### Study text
The inspection server extracts a malicious-suspected URL by excluding URLs confirmed to be identical in the full-patch environment from the URLs extracted in the un-patch environment S153. That is, sessions unconfirmed in the full-patch environment among the sessions generated in the un-patch environment are selected as malicious-suspected URLs.

The inspection server traces the malicious URL by blocking the URLs extracted as malicious-suspected URLs one by one, reconnecting to the malicious websites and confirming whether or not the malicious code infection phenomenon is generated S154. In other words, while the extracted malicious-suspected URLs are blocked one by one, the inspection server revisits the malicious websites and confirms whether or not a malicious code infection attack is generated. Then, if the malicious code infection attack is not generated, the inspection server determines a corresponding URL as a malicious code distribution website related to the attack.

Since the present invention performs visit inspection using multiple browsers and multiple frames, mass websites can be visited and inspected at a high speed.

### Exercise requirements
- A) In the malicious URL inspection text, what does the inspection server decide about a URL when blocking it stops the malicious code infection attack from being generated?
- B) Duplicate the stretch of the malicious URL inspection text from "The inspection server traces" through "to the attack.".
- C) The first sentence about step S154 in the malicious URL inspection text says how the inspection server traces the malicious URL. List the actions that sentence names.

### Record excerpts
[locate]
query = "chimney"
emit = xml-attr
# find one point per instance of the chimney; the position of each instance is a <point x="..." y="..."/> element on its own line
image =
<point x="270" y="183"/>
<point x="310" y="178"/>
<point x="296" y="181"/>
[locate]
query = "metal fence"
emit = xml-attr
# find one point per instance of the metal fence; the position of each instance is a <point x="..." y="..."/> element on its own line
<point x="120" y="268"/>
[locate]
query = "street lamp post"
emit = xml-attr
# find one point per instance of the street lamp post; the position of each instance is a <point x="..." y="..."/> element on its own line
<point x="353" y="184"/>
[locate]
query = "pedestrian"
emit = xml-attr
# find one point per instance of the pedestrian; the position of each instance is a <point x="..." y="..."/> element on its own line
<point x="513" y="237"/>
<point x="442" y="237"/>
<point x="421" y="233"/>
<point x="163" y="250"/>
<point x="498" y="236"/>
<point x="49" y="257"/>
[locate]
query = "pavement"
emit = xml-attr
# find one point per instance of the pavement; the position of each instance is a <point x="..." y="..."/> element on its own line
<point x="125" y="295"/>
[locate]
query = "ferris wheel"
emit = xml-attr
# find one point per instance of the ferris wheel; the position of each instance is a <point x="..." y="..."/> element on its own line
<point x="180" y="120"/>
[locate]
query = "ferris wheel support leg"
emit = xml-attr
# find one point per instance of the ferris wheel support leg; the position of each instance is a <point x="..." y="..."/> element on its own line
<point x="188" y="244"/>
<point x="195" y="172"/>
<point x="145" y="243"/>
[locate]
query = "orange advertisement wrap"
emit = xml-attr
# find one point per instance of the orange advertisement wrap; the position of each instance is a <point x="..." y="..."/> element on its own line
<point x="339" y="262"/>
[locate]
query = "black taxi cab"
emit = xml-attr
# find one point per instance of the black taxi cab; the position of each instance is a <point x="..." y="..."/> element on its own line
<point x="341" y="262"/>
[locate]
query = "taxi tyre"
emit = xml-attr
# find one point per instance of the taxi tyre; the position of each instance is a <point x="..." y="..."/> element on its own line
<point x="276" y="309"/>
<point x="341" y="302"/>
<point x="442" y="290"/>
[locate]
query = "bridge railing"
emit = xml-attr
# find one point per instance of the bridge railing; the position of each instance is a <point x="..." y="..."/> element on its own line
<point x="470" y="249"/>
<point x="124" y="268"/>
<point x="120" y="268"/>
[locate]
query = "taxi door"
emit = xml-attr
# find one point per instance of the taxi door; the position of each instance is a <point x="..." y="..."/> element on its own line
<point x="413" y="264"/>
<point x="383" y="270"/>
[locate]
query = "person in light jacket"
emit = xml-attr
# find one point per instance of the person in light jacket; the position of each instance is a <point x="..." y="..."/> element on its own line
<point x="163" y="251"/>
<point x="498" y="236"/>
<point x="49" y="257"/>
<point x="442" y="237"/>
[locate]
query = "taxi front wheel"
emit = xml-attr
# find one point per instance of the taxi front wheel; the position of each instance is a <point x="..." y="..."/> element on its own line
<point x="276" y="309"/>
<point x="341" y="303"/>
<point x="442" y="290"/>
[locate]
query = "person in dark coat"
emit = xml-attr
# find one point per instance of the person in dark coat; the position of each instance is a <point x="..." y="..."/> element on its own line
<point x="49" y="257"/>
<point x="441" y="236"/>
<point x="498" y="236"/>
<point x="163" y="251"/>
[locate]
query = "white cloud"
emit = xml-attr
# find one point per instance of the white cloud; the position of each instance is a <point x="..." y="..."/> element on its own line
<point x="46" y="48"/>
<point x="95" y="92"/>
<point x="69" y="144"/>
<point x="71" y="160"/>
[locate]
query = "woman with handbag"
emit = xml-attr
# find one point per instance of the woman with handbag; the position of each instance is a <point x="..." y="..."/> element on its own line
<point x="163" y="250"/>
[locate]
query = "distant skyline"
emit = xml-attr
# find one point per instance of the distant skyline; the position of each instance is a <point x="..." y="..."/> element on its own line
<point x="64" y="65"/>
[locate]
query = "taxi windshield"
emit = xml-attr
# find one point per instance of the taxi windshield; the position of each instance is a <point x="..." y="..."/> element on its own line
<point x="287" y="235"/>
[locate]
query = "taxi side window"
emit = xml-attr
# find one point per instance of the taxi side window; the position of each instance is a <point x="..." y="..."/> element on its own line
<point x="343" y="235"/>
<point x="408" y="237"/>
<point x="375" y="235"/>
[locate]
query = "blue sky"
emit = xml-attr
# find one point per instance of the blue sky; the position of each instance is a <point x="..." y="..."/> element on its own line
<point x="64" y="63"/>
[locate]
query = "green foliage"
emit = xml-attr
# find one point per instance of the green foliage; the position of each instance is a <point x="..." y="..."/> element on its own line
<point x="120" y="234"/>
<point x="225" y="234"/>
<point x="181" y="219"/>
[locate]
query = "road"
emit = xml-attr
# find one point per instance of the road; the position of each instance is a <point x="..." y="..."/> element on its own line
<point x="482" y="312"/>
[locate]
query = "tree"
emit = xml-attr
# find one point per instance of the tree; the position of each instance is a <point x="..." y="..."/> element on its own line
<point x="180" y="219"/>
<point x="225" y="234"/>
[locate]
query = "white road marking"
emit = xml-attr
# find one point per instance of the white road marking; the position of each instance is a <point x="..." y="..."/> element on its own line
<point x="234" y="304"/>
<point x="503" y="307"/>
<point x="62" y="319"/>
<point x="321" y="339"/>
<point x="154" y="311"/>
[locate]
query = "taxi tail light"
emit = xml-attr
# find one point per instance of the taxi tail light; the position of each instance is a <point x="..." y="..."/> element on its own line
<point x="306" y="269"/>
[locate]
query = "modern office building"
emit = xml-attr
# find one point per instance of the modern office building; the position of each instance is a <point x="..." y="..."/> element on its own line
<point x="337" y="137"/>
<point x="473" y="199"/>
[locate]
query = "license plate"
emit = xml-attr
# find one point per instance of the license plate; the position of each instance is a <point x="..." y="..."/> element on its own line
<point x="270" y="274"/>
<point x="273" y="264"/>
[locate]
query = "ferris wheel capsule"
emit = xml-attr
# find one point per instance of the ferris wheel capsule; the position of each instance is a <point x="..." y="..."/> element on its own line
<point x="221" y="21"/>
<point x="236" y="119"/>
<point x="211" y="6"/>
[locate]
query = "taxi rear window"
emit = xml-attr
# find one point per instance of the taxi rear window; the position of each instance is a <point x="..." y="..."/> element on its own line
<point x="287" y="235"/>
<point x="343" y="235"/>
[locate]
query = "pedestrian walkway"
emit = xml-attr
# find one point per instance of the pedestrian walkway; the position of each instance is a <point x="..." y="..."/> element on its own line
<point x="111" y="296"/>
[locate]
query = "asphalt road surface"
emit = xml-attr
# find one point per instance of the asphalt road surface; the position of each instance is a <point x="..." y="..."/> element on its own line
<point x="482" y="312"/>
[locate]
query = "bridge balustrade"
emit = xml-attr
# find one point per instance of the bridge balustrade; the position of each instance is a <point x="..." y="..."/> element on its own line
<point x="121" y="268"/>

### Responses by item number
- A) It determines that URL to be a malicious code distribution website related to the attack.

- B)
The inspection server traces the malicious URL by blocking the URLs extracted as malicious-suspected URLs one by one, reconnecting to the malicious websites and confirming whether or not the malicious code infection phenomenon is generated S154. In other words, while the extracted malicious-suspected URLs are blocked one by one, the inspection server revisits the malicious websites and confirms whether or not a malicious code infection attack is generated. Then, if the malicious code infection attack is not generated, the inspection server determines a corresponding URL as a malicious code distribution website related to the attack.

- C)
- Blocking the URLs extracted as malicious-suspected URLs one by one
- Reconnecting to the malicious websites
- Confirming whether or not the malicious code infection phenomenon is generated